> [WHAT TO WORK ON]
Extend the article on Texas STAAR testing for remote students, picking up after its final sentence.

> [SUPPLIED TEXT]
:::

Mike Morath announced that students learning remotely will not have to take the STAAR this school year. This is to accommodate families who are concerned by the health implications of sending their children to campus to participate in the test. Because the STAAR cannot be administered online yet, remote students will not be required to test.
For those students who have been going to school in person this year, schools must administer the test to assess students’ current levels of mastery to ascertain learning loss due to the pandemic and interrupted instruction. Students who are remote will not have information about mastery in the forms of test scores to analyze, of course, but this is dubious data at best in normal school years.
We’ve known for a while that no students in grades 3 – 8 will be held back or face any consequences for poor performance on the STAAR test this school year. But high school students must take the end-of-course-exams in person this year to graduate. However, graduation committees at high schools still have the ability to allow students to graduate even if they failed a STAAR EOC or did not take the test.
Bills have been filed in the Texas legislature to allow high school seniors to graduate without taking EOCs this school year. Various groups are also submitting petitions to the legislature asking that the test be cancelled altogether this year or that a structured opt-out process be put in place for any student who doesn’t want to participate, regardless of whether they have been learning at school or from home this year. Hopefully, Texas legislators will give real consideration to these ideas.
Though any clarification from TEA is always welcome, plenty of questions remain. Such as how exactly will we define a remote learner? Some students have been in and out over the classroom over the last few months for a number of COVID-related reasons—quarantine, school closures, family work schedules, etc. Is a remote learner a student who has been home all school year? For more than half of the year? For only a part of the year? For the grading period that testing falls in? And what about the kids whose parents begin keeping them home this spring, or parents who informally opt-out by keeping their child at home on test days, an increasingly popular strategy utilized by anti-testing parents during normal years?

:::

> [EXTRACTED ENTRIES]

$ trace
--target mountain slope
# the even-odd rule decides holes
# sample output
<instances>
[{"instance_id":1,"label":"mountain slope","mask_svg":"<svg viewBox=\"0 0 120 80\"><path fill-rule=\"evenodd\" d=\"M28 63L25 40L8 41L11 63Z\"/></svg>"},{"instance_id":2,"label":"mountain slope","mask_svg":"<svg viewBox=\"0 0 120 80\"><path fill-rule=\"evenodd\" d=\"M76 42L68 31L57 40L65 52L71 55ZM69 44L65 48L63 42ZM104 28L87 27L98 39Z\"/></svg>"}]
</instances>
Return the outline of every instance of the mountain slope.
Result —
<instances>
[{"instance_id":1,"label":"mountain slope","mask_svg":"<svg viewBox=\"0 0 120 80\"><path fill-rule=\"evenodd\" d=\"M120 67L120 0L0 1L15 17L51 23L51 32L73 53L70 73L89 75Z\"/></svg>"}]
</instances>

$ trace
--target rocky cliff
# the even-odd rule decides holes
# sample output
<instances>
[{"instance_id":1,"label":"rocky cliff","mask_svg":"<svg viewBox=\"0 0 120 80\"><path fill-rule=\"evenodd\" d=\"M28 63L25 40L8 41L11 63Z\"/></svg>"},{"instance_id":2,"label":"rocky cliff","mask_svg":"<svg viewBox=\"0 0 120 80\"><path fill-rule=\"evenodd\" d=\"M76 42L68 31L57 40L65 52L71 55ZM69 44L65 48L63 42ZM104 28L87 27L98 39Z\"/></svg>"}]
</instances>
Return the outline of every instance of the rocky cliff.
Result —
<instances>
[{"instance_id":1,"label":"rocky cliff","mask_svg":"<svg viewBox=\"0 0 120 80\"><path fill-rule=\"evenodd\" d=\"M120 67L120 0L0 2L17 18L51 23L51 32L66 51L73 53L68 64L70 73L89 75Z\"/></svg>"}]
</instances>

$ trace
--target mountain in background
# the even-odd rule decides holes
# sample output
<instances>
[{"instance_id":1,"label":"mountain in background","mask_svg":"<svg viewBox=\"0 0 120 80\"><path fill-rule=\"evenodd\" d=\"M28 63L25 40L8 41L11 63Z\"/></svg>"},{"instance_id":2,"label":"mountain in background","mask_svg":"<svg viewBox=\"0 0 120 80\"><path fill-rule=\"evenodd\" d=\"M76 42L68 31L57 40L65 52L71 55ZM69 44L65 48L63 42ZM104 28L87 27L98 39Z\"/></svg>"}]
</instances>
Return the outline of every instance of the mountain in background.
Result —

:::

> [ANSWER SECTION]
I taught in a high school English classroom for 15 years, and I know two things for sure about testing: If a student has not mastered the curriculum, it is by no means a secret that only a standardized test can reveal. Second, test data reveals far more about socioeconomic disparities within public education than anything else, and we are already painfully aware of that issue right now. Just ask any of the families who do not have access to the resources needed for remote learning despite the purchase of more than 2.5 million tablets or laptops. Whether it’s because of a lack of internet access, a working device, an appropriate workspace, an adult to assist with troubleshooting (I’m also a parent—my son needs help accessing the work on his learning platform multiple times every single day), or even electricity, many kids are being left much further behind their well-to-do peers.
TEA’s plan to move the STAAR test online by the 2022-23 school year is not encouraging. TEA has been given the opportunity to reassess the purpose and efficacy of standardized testing in Texas, but they appear to be completely ignoring this opportunity. Not to mention ignoring far better ways to re-allocate the millions of dollars that STAAR testing consumes.